Reproduce verbatim the part of the records that opens with the line containing "Outline every instance of the background" and runs through the end of the records, including both ends.

- - -

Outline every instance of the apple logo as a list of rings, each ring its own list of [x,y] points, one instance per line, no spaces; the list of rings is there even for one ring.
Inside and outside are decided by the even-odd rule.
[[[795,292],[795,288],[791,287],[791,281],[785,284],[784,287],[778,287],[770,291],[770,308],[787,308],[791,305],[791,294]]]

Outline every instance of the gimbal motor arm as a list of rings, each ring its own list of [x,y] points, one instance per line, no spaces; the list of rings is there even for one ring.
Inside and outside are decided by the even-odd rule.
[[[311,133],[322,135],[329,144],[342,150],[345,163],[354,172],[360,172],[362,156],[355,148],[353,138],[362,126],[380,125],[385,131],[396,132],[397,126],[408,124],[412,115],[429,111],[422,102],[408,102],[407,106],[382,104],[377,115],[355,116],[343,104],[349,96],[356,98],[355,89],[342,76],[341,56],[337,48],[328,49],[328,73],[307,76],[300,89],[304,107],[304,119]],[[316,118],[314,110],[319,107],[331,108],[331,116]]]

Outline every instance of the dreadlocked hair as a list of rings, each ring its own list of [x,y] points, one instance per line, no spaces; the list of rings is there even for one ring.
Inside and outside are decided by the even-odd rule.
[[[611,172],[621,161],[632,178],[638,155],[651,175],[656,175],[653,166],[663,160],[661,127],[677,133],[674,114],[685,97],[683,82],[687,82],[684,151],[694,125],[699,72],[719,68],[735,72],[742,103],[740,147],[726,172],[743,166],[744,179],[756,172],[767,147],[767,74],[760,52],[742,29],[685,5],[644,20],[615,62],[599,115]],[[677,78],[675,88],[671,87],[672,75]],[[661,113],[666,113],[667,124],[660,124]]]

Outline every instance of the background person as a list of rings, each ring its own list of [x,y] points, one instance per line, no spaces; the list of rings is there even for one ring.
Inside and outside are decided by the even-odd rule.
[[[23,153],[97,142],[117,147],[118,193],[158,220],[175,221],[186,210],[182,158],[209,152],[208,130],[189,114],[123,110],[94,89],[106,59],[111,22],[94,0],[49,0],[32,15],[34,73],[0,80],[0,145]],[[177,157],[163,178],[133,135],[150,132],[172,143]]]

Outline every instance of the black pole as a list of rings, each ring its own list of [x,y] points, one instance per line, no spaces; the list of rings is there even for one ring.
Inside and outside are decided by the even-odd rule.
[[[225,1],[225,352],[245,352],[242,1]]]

- - -

• [TASK ANSWER]:
Outline every instance of the background person as a list of rings, each ring its own list of [x,y] points, one instance per line, no spaces; the list of rings is there even for one ring.
Inside and outside are decided by the even-odd rule.
[[[23,153],[97,142],[117,147],[118,193],[158,220],[175,221],[186,210],[182,158],[209,152],[208,130],[189,114],[123,110],[94,89],[106,59],[111,22],[94,0],[49,0],[32,15],[34,73],[0,80],[0,145]],[[177,157],[163,178],[133,135],[150,132],[172,143]]]

Outline every instance of the black pole as a list of rings, each ring its own list of [x,y] points, one instance per line, no spaces; the list of rings is there even for one ring.
Inside and outside are decided by the even-odd rule.
[[[225,1],[225,352],[245,352],[242,1]]]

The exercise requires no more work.